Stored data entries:

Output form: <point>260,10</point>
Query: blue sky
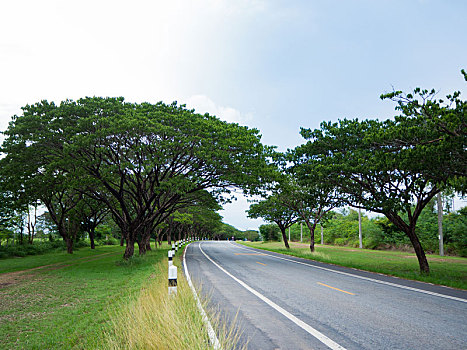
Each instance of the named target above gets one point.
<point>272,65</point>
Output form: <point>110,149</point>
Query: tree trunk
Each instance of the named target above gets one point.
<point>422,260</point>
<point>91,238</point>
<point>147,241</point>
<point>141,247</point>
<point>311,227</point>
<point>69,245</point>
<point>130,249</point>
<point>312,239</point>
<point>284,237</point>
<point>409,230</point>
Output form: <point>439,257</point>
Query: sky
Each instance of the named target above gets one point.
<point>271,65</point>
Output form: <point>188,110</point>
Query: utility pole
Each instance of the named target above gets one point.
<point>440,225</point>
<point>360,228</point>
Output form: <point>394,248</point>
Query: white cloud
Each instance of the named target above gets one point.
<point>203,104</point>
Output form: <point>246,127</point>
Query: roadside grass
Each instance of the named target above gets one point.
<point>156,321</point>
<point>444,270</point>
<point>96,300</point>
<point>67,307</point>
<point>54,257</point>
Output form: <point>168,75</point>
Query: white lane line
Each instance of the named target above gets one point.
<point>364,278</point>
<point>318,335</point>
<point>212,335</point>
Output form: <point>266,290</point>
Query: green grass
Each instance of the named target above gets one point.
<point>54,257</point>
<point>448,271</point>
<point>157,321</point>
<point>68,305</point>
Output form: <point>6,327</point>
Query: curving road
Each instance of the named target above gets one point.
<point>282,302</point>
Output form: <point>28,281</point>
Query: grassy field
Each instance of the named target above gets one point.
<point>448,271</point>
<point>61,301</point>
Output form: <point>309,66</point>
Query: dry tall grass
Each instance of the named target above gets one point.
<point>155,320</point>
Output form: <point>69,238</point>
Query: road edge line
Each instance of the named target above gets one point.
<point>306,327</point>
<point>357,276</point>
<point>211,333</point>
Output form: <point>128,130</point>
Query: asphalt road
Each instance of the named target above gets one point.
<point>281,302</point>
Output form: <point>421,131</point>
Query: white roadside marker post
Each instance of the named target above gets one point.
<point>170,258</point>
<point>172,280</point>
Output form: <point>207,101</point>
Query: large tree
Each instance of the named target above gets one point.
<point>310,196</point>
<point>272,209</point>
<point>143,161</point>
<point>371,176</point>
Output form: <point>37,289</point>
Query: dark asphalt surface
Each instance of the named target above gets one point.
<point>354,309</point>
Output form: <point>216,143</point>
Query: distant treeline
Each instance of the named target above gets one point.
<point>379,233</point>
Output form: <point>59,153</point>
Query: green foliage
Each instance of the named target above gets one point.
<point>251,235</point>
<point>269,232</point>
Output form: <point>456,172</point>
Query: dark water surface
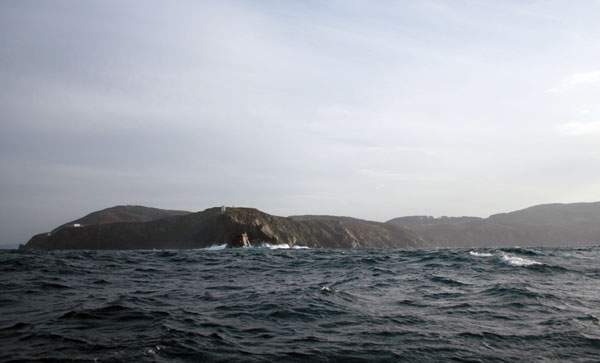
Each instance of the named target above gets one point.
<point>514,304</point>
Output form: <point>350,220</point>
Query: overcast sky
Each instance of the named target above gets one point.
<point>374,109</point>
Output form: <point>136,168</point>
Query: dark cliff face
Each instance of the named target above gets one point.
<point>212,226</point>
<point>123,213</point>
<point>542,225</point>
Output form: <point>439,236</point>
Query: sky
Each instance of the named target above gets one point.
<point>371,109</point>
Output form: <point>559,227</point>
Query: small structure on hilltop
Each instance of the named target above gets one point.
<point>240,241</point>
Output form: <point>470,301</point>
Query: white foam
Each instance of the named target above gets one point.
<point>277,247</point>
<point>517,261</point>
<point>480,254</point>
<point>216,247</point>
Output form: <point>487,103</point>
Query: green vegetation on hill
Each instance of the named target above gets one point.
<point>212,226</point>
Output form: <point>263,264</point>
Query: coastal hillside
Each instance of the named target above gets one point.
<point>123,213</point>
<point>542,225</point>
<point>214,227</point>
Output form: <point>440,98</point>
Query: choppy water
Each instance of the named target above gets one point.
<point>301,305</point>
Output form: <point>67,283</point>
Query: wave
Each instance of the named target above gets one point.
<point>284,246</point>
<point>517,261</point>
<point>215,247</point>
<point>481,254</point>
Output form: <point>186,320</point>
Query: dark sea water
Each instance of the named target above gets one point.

• EXERCISE GOAL: Only the lines from the start of the records through the line containing "Query: white lane line" should be repeated, word for word, with the pictures left out.

• RESPONSE TO THE TASK:
Output form: <point>260,10</point>
Query: blue sky
Each instance of the named target above gets one point.
<point>272,65</point>
Output form: <point>110,149</point>
Query: tree trunk
Each instance of the named target above gets one point.
<point>422,260</point>
<point>91,238</point>
<point>147,241</point>
<point>141,247</point>
<point>311,227</point>
<point>69,245</point>
<point>130,249</point>
<point>312,239</point>
<point>284,237</point>
<point>409,230</point>
Output form: <point>439,257</point>
Query: sky
Each instance of the named target above gets one point.
<point>271,65</point>
Output form: <point>188,110</point>
Query: utility pole
Each instance of the named target above gets one point.
<point>440,225</point>
<point>360,228</point>
Output form: <point>394,248</point>
Query: white cloud
Each instance of the named target above gets one point.
<point>203,104</point>
Output form: <point>246,127</point>
Query: roadside grass
Each instance of the named target above gets one point.
<point>156,321</point>
<point>444,270</point>
<point>96,300</point>
<point>67,307</point>
<point>54,257</point>
Output form: <point>168,75</point>
Query: white lane line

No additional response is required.